───── RECORDS PROVIDED ─────
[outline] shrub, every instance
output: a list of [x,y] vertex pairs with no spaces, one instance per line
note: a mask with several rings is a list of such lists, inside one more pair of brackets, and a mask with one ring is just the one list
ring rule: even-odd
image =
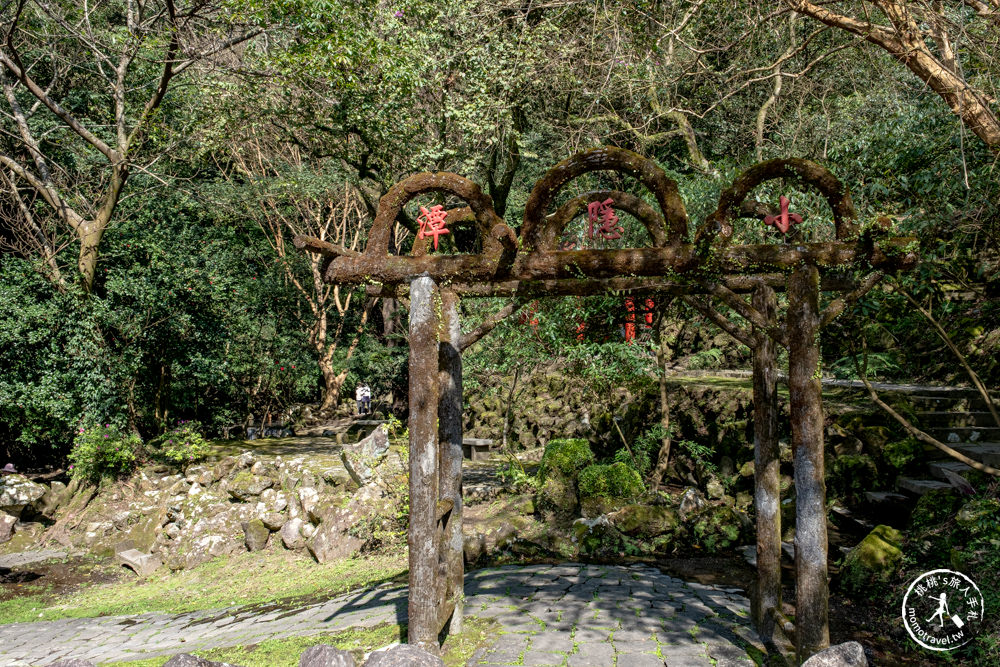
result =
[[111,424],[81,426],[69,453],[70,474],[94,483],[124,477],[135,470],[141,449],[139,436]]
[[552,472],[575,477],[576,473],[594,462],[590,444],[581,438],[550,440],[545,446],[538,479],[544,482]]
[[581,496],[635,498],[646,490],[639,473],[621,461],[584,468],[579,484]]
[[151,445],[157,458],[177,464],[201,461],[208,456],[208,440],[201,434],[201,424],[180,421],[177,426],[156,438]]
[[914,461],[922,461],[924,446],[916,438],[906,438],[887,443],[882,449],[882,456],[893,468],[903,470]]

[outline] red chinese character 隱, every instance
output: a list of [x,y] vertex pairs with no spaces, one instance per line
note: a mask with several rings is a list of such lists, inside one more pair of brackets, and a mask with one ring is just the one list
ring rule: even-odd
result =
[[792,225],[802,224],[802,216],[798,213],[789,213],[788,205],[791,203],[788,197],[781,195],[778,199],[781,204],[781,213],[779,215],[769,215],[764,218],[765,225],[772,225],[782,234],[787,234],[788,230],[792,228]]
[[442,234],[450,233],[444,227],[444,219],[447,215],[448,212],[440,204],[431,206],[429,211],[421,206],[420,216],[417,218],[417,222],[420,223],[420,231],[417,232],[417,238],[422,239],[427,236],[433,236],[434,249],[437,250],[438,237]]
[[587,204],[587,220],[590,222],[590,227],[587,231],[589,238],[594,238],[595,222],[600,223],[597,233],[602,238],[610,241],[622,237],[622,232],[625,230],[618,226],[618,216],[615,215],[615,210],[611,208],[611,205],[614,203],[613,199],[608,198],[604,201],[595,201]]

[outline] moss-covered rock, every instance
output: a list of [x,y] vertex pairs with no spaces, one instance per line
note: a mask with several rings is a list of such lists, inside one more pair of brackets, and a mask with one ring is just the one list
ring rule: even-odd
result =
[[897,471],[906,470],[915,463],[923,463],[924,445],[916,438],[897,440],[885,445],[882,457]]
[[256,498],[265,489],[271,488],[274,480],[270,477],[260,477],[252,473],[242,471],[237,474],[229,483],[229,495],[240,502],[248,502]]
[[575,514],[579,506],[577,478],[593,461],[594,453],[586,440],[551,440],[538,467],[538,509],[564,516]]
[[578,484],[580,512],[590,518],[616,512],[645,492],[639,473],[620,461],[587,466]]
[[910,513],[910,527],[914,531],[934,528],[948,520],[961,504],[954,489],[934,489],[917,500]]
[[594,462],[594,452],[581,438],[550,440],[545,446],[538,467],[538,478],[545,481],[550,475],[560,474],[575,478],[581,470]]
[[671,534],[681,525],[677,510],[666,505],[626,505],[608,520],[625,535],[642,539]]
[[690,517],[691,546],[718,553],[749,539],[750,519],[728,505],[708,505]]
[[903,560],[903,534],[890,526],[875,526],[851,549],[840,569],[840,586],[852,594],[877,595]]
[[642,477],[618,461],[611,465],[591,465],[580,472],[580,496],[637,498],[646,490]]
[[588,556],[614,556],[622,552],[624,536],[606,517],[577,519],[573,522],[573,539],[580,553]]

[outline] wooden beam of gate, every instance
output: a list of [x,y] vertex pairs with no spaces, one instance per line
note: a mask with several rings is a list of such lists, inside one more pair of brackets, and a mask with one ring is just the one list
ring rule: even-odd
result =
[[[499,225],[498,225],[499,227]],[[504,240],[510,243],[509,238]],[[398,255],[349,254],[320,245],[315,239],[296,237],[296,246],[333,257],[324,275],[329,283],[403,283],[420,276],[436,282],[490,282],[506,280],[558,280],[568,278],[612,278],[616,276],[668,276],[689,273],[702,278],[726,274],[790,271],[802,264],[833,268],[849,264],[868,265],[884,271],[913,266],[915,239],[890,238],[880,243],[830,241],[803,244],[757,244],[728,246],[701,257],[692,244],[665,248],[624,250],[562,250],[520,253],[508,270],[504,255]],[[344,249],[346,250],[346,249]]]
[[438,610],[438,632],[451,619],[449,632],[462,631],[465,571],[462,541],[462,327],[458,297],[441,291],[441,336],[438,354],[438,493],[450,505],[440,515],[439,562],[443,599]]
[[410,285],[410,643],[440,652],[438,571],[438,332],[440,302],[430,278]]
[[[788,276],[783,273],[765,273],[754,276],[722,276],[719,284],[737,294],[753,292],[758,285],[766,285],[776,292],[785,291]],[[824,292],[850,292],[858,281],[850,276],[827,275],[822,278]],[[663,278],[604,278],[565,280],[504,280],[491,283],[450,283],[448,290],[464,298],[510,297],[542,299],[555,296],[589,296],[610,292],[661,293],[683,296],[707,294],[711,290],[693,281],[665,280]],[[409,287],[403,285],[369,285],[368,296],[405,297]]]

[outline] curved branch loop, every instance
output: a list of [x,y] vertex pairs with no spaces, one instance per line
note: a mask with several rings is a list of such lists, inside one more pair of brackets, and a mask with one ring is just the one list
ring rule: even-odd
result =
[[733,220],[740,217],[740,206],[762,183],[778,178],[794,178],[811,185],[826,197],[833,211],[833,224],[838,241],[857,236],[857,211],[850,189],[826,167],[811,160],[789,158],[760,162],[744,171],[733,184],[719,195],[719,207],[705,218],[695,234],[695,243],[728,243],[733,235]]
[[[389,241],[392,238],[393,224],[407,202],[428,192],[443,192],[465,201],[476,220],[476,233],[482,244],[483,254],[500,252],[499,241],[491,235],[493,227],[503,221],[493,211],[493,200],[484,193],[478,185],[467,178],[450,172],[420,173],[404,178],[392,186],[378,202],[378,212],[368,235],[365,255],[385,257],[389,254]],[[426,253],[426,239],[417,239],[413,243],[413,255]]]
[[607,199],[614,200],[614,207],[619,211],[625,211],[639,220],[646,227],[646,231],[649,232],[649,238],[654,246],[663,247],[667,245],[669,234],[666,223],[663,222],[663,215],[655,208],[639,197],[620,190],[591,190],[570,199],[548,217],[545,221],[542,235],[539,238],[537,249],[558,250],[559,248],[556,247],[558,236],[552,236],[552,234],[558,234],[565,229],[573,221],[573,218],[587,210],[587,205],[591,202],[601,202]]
─────
Print every line of the material above exactly as it reads, skipping the pictures.

## TASK RESPONSE
[outline] shrub, every instance
output: a list of [x,y] vertex pairs with no spaces, one instance per line
note: a mask with several rings is a list of such lists, inside one more pair of brackets, and a mask with one ring is just the one list
ring rule: even-odd
image =
result =
[[111,424],[81,426],[69,453],[70,474],[94,483],[124,477],[135,470],[141,449],[139,436]]
[[552,472],[575,477],[576,473],[594,462],[590,444],[581,438],[550,440],[545,446],[538,479],[544,482]]
[[581,496],[635,498],[646,490],[639,473],[621,461],[584,468],[579,484]]
[[151,445],[157,458],[177,464],[201,461],[208,456],[208,440],[201,434],[201,424],[180,421],[177,426],[156,438]]
[[914,461],[922,461],[924,446],[916,438],[906,438],[887,443],[882,449],[882,456],[893,468],[903,470]]

[outline] red chinese character 隱, every instance
output: a list of [x,y] vertex pairs with no spaces, one instance per line
note: a mask with several rings is a list of such lists, inside one more pair of brackets, and a mask with one ring is just the one list
ring rule: even-odd
result =
[[792,225],[802,224],[802,216],[798,213],[789,213],[788,205],[791,203],[788,197],[781,195],[778,199],[781,204],[781,213],[779,215],[769,215],[764,218],[765,225],[772,225],[782,234],[787,234],[788,230],[792,228]]
[[442,234],[450,233],[444,227],[444,219],[447,215],[448,212],[440,204],[431,206],[429,211],[421,206],[420,216],[417,218],[417,222],[420,223],[420,231],[417,232],[417,238],[422,239],[427,236],[433,236],[434,249],[437,250],[438,237]]
[[587,204],[587,220],[590,222],[590,227],[587,231],[589,238],[594,238],[595,222],[600,223],[597,233],[602,238],[610,241],[622,237],[622,232],[625,230],[618,226],[618,216],[615,215],[615,210],[611,208],[611,205],[614,203],[613,199],[608,198],[604,201],[595,201]]

[outline] moss-covered rock, every instance
output: a list of [x,y] vertex pairs with no spaces, one instance per line
note: a mask with several rings is a list of such lists, inside one more pair of brackets, and a mask with one ring is just the one list
ring rule: even-odd
result =
[[897,471],[906,470],[915,463],[923,463],[924,445],[916,438],[897,440],[885,445],[882,457]]
[[256,498],[265,489],[271,488],[274,480],[270,477],[260,477],[252,473],[242,471],[237,474],[229,483],[229,495],[240,502],[248,502]]
[[575,514],[579,506],[577,478],[593,461],[594,453],[586,440],[551,440],[538,467],[538,509],[564,516]]
[[578,484],[580,512],[590,518],[616,512],[645,492],[639,473],[620,461],[587,466]]
[[910,513],[910,527],[914,531],[934,528],[948,520],[961,504],[954,489],[934,489],[917,500]]
[[594,462],[594,452],[581,438],[550,440],[545,446],[538,467],[538,478],[545,481],[550,475],[560,474],[575,478],[581,470]]
[[671,534],[681,525],[677,510],[666,505],[626,505],[608,520],[625,535],[642,539]]
[[690,517],[691,546],[718,553],[749,539],[750,519],[728,505],[708,505]]
[[903,560],[903,534],[890,526],[875,526],[851,549],[840,569],[840,586],[852,594],[877,595]]
[[642,477],[618,461],[611,465],[591,465],[580,472],[580,496],[637,498],[646,490]]
[[588,556],[614,556],[622,552],[624,536],[606,517],[577,519],[573,522],[573,539],[580,553]]

[outline] wooden beam of gate, every instance
output: a list of [x,y] vertex pairs with no spaces, one instance per line
note: a mask with several rings is a list of such lists, inside one more pair of brackets, and a mask with one ring is just the one list
ring rule: even-odd
result =
[[[499,225],[498,225],[499,227]],[[504,240],[510,243],[509,238]],[[398,255],[349,254],[320,245],[315,239],[296,237],[296,246],[333,257],[324,275],[329,283],[403,283],[420,276],[436,282],[490,282],[506,280],[558,280],[568,278],[612,278],[616,276],[668,276],[689,273],[702,278],[726,274],[790,271],[802,264],[833,268],[849,264],[868,265],[884,271],[913,266],[915,239],[890,238],[880,243],[830,241],[803,244],[757,244],[728,246],[701,257],[692,244],[665,248],[624,250],[562,250],[520,253],[508,270],[504,255]],[[344,249],[346,250],[346,249]]]
[[438,610],[438,632],[451,619],[449,632],[462,631],[465,571],[462,541],[462,327],[458,297],[441,291],[441,336],[438,354],[438,493],[450,505],[440,515],[439,562],[443,599]]
[[410,285],[410,643],[440,652],[438,571],[438,332],[440,302],[430,278]]
[[[788,276],[783,273],[765,273],[754,276],[722,276],[719,284],[737,294],[753,292],[758,285],[766,285],[776,292],[785,291]],[[824,292],[850,292],[858,281],[850,276],[827,275],[822,278]],[[663,278],[604,278],[565,280],[504,280],[491,283],[450,283],[448,290],[464,298],[510,297],[542,299],[555,296],[589,296],[610,292],[661,293],[683,296],[707,294],[711,290],[693,281],[665,280]],[[409,287],[403,285],[369,285],[368,296],[405,297]]]

[outline] curved branch loop, every instance
output: a list of [x,y] vertex pairs with no spaces, one instance per line
note: a mask with several rings is a list of such lists, inside one more pair of brackets, and a mask with one ring is just the one list
ring rule: even-odd
result =
[[733,220],[740,217],[740,206],[762,183],[778,178],[794,178],[811,185],[826,197],[833,211],[833,224],[838,241],[857,236],[857,211],[850,189],[826,167],[811,160],[789,158],[760,162],[744,171],[733,184],[719,195],[719,207],[705,218],[695,234],[695,243],[728,243],[733,235]]
[[[389,241],[392,238],[393,224],[407,202],[428,192],[443,192],[465,201],[476,220],[476,233],[482,244],[483,254],[500,252],[499,241],[491,235],[493,227],[503,221],[493,211],[493,200],[484,193],[478,185],[467,178],[450,172],[420,173],[404,178],[392,186],[378,202],[378,212],[368,235],[365,255],[385,257],[389,254]],[[426,253],[426,239],[417,239],[413,243],[413,255]]]
[[607,199],[614,200],[614,207],[619,211],[625,211],[639,220],[646,227],[646,231],[649,232],[649,238],[654,246],[663,247],[667,245],[669,234],[666,223],[663,222],[663,215],[655,208],[639,197],[620,190],[591,190],[570,199],[548,217],[545,221],[542,235],[539,238],[537,249],[558,250],[559,248],[556,247],[558,236],[552,236],[552,234],[558,234],[565,229],[573,221],[573,218],[587,210],[587,205],[591,202],[601,202]]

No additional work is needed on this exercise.